* Tekst źródłowy *
● ● ● ● ● ● ●

Witam Panie !
Mam pytanie, które jest raczej "proste" aczkolwiek ja jako facet nie potrafię sobie na nie odpowiedzieć.
Opowiem w kilku zdaniach, pomijając wszelkie szczegóły.
Rozstaliśmy się z dziewczyną którą kocham, ja tego nie chcę także właściwie zostałem rzucony.
Wina leży zawsze po obu stronach, ale wiadomo - mi się zdawało, że ona ma jakiś problem i jest zagubiona.
Mój błąd polegał na naruszeniu jej zaufania, poprzez rozmawianie o związku z nieodpowiednimi osobami ( mam lekko prawo się usprawiedliwiać bo byłem dosłownie samotny, ale to nie zmienia faktu, że czyniłem po prostu źle.) Oczywiście zdawałem sobie mniej więcej sprawę, że nie było to ok ale w ogóle nie pomyślałem o tym, jak Ona to czuje - jak Wy jako kobiety to postrzegacie... Sporo płakałem( ona też, było jej ogromnie żal - zawiodłem ją ) że, tak się to potoczyło, nie rozumiałem jej. Starałem się to naprawić, dużo z nią rozmawiać i przekonać ale robiłem to w zły sposób. 2 dni temu zrozumiałem swój błąd, zrozumiałem co jej zrobiłem - otworzyła się komuś na nowo po długim związku i... 'kolejny zawód' - nie chce z nikim być póki co. Ona już ochłonęła i czuje się w porządku z tą sytuacją, ja nie ale dostałem sugestię aby dać jej czas i po jakimś czasie spróbować. Także mimo zrozumienia swoich błędów i napisaniu lekkiej przemowy jest już chyba za późno... Powinienem raczej właśnie poczekać jakiś czas i w drugą stronę - nie poruszać tego zbyt szybko.

● ● ● ● ● ● ●

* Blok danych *

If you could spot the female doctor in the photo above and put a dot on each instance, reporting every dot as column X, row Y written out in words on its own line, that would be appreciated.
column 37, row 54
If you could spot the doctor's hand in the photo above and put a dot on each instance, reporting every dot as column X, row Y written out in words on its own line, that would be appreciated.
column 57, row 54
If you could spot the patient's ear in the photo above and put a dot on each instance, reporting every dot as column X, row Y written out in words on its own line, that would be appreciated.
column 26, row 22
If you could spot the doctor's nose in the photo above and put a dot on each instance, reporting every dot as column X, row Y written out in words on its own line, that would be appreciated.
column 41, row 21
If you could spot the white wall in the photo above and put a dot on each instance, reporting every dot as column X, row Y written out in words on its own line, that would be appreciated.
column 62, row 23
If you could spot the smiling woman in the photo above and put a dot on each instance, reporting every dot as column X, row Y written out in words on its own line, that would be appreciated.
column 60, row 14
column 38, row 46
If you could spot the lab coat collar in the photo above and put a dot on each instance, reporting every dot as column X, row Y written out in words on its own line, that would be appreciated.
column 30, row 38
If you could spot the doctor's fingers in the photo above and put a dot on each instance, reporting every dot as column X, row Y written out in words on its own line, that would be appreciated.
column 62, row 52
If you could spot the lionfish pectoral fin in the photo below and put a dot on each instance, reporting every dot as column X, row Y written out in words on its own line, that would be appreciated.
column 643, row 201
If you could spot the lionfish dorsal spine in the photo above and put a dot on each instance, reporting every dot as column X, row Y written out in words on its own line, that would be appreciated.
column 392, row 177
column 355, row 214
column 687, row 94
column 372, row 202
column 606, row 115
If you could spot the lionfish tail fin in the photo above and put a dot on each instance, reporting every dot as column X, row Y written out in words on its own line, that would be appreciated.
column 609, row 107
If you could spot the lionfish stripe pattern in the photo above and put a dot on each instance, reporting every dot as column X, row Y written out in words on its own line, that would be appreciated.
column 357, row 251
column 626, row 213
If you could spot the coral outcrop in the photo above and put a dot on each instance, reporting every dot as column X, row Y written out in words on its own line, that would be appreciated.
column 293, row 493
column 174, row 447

● ● ● ● ● ● ●

* Polecenia *
- A) Zastąp "facet" słowem "mężczyzna" i podaj ponownie fragment wpisu o rozstaniu, zaczynając od "Witam Panie !" i kontynuując aż do "właściwie zostałem rzucony.".
- B) Przedstaw w formie listy akapit wpisu o rozstaniu zaczynający się od słów "Mój błąd polegał". Zachowaj jego główne fakty.
Pozycje nie mają żadnego związku z wpisem o rozstaniu.

* Odpowiedzi *
- A)
Witam Panie !
Mam pytanie, które jest raczej "proste" aczkolwiek ja jako mężczyzna nie potrafię sobie na nie odpowiedzieć.
Opowiem w kilku zdaniach, pomijając wszelkie szczegóły.
Rozstaliśmy się z dziewczyną którą kocham, ja tego nie chcę także właściwie zostałem rzucony.

- B)
- Autor naruszył zaufanie partnerki, rozmawiając o związku z nieodpowiednimi osobami. Tłumaczy to samotnością, ale przyznaje, że postępował źle.
- Wiedział mniej więcej, że to nie było w porządku, lecz nie pomyślał, jak ona to odczuwa.
- Oboje dużo płakali. Zawiódł ją i jej nie rozumiał.
- Próbował naprawić sytuację rozmowami i przekonywaniem, ale robił to w zły sposób.
- Dwa dni temu zrozumiał swój błąd. Ona otworzyła się na nowo po długim związku i spotkał ją kolejny zawód, więc na razie nie chce z nikim być.
- Ona już ochłonęła i czuje się z sytuacją w porządku, on nie. Dostał sugestię, by dać jej czas i po jakimś czasie spróbować.
- Mimo zrozumienia błędów i napisania przemowy uważa, że jest chyba za późno. Powinien raczej odczekać i nie poruszać tematu zbyt szybko.